(Natural language region descriptions)
────

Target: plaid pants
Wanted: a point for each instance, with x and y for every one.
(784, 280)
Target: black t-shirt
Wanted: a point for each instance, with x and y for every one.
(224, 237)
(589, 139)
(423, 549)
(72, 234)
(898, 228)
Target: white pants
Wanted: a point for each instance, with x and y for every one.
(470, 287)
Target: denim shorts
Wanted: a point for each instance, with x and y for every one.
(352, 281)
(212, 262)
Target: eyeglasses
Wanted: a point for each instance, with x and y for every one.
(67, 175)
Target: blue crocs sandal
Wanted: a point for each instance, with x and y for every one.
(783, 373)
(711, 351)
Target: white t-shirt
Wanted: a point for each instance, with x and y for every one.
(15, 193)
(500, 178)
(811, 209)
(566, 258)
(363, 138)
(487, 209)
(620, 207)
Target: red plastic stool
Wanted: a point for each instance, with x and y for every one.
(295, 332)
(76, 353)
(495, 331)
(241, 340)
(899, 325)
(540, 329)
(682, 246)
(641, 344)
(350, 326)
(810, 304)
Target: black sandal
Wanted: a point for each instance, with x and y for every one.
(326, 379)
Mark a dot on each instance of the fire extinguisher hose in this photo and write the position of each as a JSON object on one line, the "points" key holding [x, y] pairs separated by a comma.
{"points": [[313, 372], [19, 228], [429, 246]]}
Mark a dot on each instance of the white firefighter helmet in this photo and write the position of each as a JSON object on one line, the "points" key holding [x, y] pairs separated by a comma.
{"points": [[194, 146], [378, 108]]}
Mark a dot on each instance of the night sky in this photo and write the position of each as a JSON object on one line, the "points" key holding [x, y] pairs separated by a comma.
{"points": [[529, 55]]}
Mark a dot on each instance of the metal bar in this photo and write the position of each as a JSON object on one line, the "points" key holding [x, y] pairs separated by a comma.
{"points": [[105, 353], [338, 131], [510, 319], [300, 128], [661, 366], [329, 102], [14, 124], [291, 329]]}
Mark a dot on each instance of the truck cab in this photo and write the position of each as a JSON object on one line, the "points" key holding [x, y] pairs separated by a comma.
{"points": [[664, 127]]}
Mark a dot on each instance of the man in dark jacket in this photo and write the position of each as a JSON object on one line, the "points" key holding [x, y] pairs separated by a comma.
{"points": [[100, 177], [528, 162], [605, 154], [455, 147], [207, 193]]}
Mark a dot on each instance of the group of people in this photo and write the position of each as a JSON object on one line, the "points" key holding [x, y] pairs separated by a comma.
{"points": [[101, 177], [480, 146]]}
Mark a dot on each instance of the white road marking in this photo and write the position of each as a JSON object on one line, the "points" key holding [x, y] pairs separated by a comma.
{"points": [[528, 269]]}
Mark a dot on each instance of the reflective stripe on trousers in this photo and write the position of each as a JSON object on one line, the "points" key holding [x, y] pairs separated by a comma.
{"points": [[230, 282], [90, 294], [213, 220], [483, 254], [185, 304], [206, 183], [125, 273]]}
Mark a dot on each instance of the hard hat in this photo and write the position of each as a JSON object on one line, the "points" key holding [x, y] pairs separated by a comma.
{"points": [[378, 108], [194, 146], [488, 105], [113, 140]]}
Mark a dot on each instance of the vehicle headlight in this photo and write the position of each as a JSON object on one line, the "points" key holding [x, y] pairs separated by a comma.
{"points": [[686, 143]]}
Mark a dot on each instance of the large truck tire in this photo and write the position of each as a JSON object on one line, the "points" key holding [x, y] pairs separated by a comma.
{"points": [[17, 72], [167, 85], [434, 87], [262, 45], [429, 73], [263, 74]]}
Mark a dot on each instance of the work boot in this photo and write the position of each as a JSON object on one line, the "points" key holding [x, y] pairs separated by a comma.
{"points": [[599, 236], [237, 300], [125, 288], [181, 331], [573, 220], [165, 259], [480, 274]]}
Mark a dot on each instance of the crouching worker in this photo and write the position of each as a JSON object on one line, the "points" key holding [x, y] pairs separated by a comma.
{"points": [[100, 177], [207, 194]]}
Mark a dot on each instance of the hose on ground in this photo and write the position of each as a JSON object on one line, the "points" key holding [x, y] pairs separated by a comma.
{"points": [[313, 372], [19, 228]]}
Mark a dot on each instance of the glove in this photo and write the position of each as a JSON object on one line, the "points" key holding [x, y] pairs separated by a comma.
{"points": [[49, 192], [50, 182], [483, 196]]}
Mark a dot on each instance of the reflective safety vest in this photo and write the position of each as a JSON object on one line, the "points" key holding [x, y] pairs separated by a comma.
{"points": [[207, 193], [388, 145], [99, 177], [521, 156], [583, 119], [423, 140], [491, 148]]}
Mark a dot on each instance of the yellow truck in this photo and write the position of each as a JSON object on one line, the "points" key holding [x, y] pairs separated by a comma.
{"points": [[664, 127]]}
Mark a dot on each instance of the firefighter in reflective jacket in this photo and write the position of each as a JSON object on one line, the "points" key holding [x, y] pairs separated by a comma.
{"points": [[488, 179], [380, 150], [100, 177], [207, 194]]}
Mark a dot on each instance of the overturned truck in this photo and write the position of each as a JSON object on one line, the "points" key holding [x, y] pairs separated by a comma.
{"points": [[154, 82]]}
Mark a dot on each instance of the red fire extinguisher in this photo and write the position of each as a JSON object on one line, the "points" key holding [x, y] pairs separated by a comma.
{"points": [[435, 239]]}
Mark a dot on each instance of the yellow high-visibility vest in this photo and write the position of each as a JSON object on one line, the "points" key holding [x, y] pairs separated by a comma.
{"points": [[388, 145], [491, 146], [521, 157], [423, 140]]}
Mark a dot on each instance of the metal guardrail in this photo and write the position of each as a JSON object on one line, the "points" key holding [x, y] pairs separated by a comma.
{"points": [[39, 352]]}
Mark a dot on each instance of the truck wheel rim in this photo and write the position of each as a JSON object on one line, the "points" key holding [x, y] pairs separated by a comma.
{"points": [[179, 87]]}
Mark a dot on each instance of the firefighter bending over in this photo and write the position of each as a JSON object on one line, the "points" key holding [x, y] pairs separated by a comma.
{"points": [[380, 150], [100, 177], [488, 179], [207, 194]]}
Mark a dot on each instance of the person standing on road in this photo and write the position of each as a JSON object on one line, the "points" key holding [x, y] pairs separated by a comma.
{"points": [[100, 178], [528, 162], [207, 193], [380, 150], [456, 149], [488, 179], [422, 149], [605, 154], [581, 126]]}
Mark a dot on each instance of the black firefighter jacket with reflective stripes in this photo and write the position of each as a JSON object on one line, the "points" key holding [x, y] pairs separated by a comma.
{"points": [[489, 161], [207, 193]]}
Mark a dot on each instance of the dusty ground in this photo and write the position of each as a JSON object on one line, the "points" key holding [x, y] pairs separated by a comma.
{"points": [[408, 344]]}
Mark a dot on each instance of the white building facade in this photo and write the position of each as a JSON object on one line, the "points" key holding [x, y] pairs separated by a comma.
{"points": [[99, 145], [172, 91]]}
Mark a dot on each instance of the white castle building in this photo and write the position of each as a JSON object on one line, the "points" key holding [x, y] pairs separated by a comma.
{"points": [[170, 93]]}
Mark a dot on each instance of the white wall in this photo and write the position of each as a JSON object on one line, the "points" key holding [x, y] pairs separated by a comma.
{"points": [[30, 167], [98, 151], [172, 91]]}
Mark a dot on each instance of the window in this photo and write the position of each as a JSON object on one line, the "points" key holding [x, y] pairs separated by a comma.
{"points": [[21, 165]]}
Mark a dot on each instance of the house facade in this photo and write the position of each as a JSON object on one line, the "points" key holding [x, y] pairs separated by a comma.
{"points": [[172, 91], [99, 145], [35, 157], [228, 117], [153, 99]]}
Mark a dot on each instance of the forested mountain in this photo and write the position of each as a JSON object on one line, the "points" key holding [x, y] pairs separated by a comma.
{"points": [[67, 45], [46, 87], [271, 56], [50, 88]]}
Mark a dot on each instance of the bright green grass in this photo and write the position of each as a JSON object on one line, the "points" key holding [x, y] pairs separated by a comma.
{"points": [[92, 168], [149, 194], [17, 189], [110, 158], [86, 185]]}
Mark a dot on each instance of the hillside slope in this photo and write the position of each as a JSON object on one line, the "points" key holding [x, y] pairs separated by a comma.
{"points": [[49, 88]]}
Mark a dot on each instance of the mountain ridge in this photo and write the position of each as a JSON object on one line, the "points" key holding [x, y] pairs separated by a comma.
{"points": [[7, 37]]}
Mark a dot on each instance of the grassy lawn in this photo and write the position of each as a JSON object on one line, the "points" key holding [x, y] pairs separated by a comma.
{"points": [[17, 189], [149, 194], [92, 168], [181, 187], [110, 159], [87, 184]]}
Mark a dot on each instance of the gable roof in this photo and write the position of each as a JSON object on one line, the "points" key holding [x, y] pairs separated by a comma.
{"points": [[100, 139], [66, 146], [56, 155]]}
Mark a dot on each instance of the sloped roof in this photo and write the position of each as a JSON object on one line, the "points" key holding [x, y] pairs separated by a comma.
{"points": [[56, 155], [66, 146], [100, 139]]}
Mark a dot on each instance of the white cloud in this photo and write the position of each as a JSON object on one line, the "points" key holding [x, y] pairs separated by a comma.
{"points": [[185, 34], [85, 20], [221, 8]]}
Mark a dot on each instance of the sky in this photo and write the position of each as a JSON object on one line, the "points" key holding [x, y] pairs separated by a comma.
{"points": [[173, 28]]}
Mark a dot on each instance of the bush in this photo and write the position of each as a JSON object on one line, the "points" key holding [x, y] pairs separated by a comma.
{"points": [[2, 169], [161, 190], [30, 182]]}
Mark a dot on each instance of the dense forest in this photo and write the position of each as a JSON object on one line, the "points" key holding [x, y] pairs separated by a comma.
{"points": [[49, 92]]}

────

Leave out every line above except those from the line with "Target: white t-shirt" up to and including the line with "Target: red plastic stool", and copy those exactly.

[Answer to this problem]
Target: white t-shirt
Wanted: a point for each instance, with x and y for every one.
(15, 193)
(500, 178)
(811, 209)
(566, 258)
(363, 138)
(487, 209)
(620, 207)
Target: red plastic stool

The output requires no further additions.